Reproduce, word for word, the passage of the forum thread about watering a pack of pets that begins with the words "I have three" and ends with "out more buckets.".

> [Source document]
━━━━

# Watering the pack question.



## JJDBike (Dec 11, 2003)

I have three dogs and two cats who share the same water bowl. I "had" a "pet mate le bistro waterer". Apparently they emptied it and chewed it up. I was thinking about buy a larger one but I was afraid they might chew that one up too. I have been using a metal bowl. The problem is when it gets close to being empty the boy picks it up spilling the rest accross the floor to bring it to me (as if to say "we need another round"). Any ideas for a watering vessel that will supply the pack w/ enough water durring the hot summer and not get spilled or chewed?
Thanks.
JD


----------



## Elaine (Sep 10, 2006)

I use ice cream buckets and fill them twice a day in the summer. If that's still not enough, put out more buckets.


----------



## AbbyK9 (Oct 11, 2005)

I have two water containers in the house, and if one is running empty, the dogs are pretty good about going to the one that is still full. Maybe you could add a second bowl in a different location to give them more options?

We have a stainless steel bowl in the kitchen, next to the cat food, and a stainless steel bucket downstairs between the dog crates. One of our crates is one of the new VariKennels that has the extra hole to tie it down, and I have a big hook there to hold the bucket by the handle, so the dogs can't pick it up or try to knock it over. That's been working pretty well.

My friend Laura has outdoor kennels for her dogs, and she uses large buckets, standing inside little wooden (like 2x4) "boxes" so the buckets can easily be lifted up by a person, but it's hard for the dogs to knock them over or drag them out.


----------



## JJDBike (Dec 11, 2003)

Thanks.
2 larger bowls is a good idea.
Now I need to get some large mats so we stop slipping on that majic combo of dripped water and saliva that the boy leaves in the kitchen.


----------



## Technostorm (May 24, 2009)

> Originally Posted By: HistorianWe have a stainless steel bowl in the kitchen, next to the cat food, and a stainless steel bucket downstairs between the dog crates. One of our crates is one of the new VariKennels that has the extra hole to tie it down, and I have a big hook there to hold the bucket by the handle, so the dogs can't pick it up or try to knock it over. That's been working pretty well.
> 
> My friend Laura has outdoor kennels for her dogs, and she uses large buckets, standing inside little wooden (like 2x4) "boxes" so the buckets can easily be lifted up by a person, but it's hard for the dogs to knock them over or drag them out.

━━━━

> [Material shown]
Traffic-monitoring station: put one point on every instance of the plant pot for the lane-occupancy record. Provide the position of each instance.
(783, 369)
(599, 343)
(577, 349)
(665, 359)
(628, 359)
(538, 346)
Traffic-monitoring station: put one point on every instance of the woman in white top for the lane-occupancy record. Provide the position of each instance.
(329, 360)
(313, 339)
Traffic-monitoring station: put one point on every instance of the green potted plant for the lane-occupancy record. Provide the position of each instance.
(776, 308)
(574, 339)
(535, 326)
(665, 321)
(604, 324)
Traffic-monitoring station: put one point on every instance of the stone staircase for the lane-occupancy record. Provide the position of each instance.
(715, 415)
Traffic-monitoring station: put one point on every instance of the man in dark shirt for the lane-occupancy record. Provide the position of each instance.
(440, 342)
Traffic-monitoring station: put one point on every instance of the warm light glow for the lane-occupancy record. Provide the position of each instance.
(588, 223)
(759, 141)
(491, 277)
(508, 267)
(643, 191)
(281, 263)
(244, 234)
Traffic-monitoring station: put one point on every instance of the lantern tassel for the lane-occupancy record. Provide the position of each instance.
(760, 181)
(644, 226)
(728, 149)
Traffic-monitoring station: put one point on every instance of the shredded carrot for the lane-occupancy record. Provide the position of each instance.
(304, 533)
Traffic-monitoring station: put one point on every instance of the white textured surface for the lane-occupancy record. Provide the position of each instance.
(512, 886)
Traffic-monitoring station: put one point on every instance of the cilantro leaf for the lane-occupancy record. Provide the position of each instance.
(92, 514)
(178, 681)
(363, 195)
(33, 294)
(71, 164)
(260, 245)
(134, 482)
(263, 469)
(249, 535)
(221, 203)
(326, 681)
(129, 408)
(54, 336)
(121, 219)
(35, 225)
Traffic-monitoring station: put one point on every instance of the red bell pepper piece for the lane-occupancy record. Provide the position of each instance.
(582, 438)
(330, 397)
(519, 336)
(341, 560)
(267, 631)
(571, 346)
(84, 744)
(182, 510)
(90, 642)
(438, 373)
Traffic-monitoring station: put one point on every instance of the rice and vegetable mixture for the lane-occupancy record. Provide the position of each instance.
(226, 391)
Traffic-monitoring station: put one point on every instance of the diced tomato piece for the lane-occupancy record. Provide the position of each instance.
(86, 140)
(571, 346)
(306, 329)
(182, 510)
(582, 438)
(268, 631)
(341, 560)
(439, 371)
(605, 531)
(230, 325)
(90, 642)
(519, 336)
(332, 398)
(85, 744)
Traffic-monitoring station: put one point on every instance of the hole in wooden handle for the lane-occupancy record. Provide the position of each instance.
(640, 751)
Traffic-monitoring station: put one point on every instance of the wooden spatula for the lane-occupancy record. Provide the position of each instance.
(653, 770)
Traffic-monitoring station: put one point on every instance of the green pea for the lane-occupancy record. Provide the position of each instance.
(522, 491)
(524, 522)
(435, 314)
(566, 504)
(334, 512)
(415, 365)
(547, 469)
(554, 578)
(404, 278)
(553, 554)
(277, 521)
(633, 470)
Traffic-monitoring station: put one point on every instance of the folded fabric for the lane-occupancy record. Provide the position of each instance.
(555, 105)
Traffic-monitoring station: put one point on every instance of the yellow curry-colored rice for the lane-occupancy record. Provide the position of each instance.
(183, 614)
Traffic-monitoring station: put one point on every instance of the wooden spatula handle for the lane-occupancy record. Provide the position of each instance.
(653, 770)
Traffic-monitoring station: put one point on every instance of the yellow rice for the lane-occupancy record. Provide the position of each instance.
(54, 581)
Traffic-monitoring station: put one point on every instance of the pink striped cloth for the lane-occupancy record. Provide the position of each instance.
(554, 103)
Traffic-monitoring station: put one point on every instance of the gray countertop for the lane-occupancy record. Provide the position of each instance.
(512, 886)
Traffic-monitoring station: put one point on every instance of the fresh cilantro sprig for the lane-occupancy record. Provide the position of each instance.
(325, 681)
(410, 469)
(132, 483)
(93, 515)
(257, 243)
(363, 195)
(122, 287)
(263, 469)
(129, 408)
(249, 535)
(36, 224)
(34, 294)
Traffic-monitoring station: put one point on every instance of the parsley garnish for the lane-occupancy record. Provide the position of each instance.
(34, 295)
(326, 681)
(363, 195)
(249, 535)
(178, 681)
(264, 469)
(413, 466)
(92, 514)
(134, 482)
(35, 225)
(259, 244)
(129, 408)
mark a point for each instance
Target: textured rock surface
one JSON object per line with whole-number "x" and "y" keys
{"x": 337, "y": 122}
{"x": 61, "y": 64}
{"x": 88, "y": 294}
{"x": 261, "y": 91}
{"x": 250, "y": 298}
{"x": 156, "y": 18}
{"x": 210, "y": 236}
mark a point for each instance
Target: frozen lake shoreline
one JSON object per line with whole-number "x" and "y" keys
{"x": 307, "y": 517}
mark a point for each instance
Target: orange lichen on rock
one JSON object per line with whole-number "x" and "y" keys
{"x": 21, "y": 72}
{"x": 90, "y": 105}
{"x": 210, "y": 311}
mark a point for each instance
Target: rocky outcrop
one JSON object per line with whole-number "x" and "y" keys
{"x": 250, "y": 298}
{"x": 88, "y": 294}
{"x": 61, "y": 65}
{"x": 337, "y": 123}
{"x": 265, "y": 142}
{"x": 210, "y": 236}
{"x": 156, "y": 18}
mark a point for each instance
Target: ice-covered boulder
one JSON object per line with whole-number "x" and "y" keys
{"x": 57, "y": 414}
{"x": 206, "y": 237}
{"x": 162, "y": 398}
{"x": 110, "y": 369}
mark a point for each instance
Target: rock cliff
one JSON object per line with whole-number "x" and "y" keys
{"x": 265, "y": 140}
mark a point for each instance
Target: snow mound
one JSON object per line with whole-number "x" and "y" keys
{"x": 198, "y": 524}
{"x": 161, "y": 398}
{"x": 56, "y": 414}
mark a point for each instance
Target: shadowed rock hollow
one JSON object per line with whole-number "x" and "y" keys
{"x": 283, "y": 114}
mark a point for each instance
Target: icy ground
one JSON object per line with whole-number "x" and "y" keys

━━━━

> [Full answer]
I have three dogs and two cats who share the same water bowl. I "had" a "pet mate le bistro waterer". Apparently they emptied it and chewed it up. I was thinking about buy a larger one but I was afraid they might chew that one up too. I have been using a metal bowl. The problem is when it gets close to being empty the boy picks it up spilling the rest accross the floor to bring it to me (as if to say "we need another round"). Any ideas for a watering vessel that will supply the pack w/ enough water durring the hot summer and not get spilled or chewed?
Thanks.
JD


----------



## Elaine (Sep 10, 2006)

I use ice cream buckets and fill them twice a day in the summer. If that's still not enough, put out more buckets.